Take the line that contains "Check that each instance of the pale" as the first line and the final line of the records as the last; return exactly those lines and the lines between.

────────

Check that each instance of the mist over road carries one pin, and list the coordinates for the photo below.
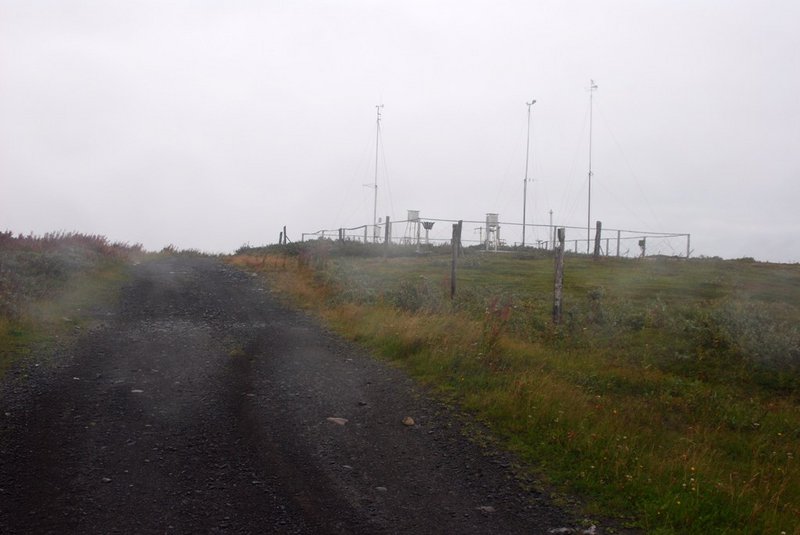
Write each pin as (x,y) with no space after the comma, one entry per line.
(198,404)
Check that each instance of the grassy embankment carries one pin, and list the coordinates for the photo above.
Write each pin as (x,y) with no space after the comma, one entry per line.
(48,286)
(668,395)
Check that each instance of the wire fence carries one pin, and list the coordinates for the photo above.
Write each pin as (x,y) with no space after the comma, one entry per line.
(495,236)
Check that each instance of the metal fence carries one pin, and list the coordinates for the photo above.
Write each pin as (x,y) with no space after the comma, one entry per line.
(435,231)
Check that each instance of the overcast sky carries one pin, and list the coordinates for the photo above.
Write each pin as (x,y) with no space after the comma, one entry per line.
(210,124)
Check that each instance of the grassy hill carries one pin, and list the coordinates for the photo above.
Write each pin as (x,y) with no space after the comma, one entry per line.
(48,285)
(667,396)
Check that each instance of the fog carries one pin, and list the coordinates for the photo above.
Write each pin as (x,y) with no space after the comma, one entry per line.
(209,125)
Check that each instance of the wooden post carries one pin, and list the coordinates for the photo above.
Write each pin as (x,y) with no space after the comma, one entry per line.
(454,243)
(559,278)
(460,248)
(597,234)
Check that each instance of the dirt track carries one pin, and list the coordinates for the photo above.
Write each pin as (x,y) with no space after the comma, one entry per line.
(200,405)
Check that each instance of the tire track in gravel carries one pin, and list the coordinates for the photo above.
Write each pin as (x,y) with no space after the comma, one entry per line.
(202,405)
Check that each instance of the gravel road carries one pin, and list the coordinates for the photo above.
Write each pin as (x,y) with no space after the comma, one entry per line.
(199,404)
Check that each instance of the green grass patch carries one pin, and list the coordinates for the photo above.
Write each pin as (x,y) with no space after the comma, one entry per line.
(51,286)
(668,394)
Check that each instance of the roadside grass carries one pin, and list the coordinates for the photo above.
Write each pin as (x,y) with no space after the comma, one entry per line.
(49,286)
(668,396)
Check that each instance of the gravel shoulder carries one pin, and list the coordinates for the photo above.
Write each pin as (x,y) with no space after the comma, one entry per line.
(200,404)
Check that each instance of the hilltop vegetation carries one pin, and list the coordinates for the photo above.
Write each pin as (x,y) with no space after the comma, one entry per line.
(48,284)
(667,396)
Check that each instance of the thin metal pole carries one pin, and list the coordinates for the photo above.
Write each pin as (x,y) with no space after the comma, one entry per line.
(525,181)
(592,88)
(375,201)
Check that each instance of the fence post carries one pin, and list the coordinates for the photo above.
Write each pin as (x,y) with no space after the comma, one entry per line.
(455,242)
(597,234)
(559,278)
(460,248)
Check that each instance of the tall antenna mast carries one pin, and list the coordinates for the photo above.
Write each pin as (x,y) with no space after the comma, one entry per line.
(592,89)
(375,186)
(525,180)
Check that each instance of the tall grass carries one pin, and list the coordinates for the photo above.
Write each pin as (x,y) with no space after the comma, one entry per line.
(668,396)
(47,282)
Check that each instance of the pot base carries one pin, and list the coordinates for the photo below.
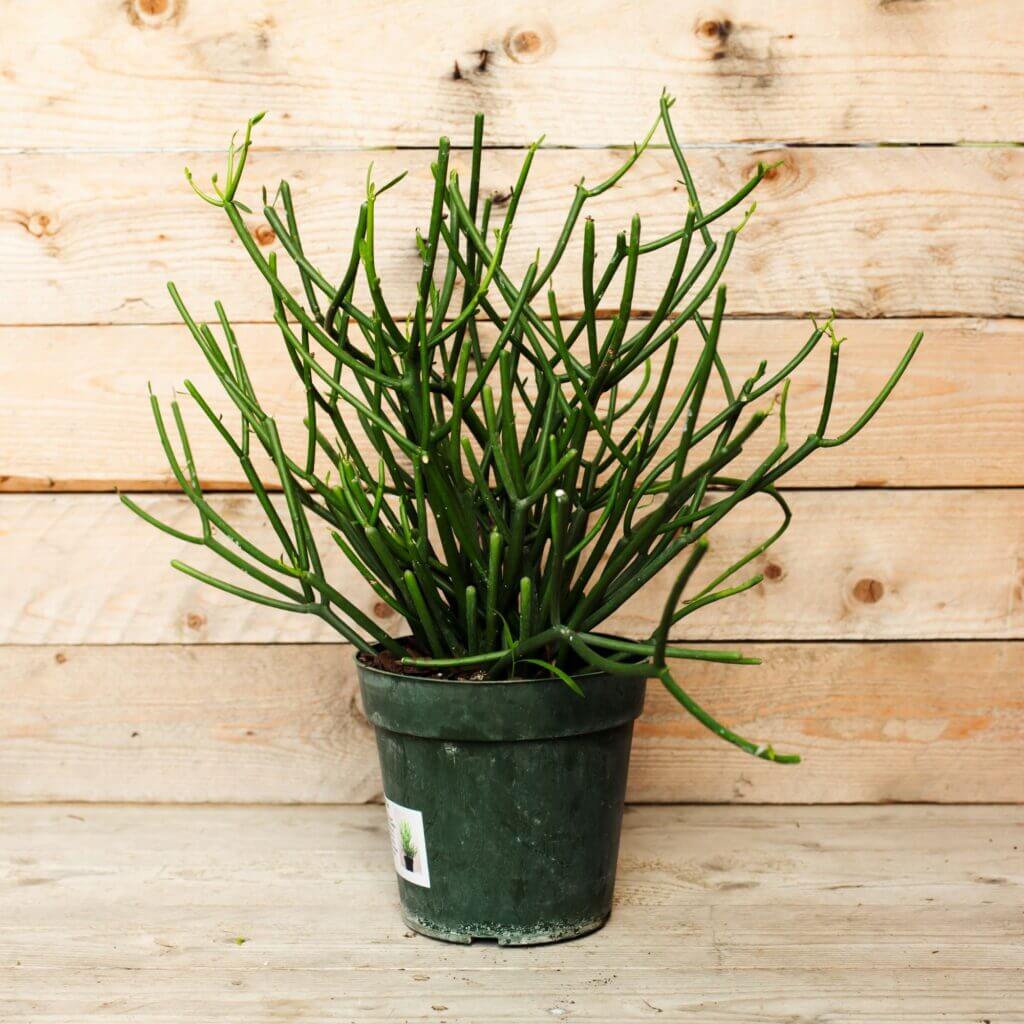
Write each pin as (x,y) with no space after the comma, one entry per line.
(552,932)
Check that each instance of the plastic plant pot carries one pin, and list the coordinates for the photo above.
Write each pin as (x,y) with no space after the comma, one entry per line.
(518,786)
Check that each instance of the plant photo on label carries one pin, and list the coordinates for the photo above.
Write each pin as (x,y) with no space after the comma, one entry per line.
(505,472)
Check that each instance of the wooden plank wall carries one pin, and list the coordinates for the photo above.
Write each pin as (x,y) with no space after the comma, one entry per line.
(892,622)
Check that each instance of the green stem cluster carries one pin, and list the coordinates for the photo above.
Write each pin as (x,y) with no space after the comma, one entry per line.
(512,502)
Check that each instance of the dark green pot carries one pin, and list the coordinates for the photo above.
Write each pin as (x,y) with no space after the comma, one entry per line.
(511,796)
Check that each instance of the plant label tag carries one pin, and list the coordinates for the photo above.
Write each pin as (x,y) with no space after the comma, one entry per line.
(409,844)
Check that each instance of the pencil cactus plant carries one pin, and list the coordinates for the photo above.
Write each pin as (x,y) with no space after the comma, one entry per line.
(505,548)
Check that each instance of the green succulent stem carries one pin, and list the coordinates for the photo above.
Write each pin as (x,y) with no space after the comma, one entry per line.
(504,470)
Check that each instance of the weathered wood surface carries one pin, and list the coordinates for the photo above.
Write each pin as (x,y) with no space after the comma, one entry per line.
(723,914)
(87,239)
(876,723)
(76,417)
(871,564)
(152,74)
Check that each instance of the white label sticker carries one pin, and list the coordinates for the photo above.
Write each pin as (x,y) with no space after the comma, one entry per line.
(409,845)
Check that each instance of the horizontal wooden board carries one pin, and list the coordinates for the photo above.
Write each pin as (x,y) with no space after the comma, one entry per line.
(871,564)
(871,232)
(75,416)
(284,724)
(167,73)
(725,914)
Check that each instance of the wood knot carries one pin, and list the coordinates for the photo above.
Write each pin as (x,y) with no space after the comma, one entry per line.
(868,591)
(154,13)
(525,45)
(263,233)
(41,225)
(713,34)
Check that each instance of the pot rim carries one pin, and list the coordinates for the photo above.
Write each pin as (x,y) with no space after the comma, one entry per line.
(410,677)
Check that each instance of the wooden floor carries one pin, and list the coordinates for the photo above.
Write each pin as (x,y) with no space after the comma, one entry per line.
(723,913)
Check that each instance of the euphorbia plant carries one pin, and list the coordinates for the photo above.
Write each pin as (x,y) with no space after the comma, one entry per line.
(504,546)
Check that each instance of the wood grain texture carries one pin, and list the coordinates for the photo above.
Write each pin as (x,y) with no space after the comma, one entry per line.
(75,416)
(148,74)
(871,232)
(875,723)
(872,564)
(722,914)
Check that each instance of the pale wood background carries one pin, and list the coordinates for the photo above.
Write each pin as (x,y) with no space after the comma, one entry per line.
(893,622)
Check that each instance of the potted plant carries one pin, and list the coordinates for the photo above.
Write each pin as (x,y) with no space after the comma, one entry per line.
(408,846)
(505,474)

────────

* [Exercise response]
Check that each instance of the pale wood background carries one pin, and list the coordinates for the photo above.
Write each pin as (x,y) with no space after the comma, one entry per line.
(893,622)
Check that each instance of the potted plant carries one pin, and list the coordinates for the photo above.
Write each pin as (x,y) with no space after the comma, one entry per line.
(408,846)
(505,474)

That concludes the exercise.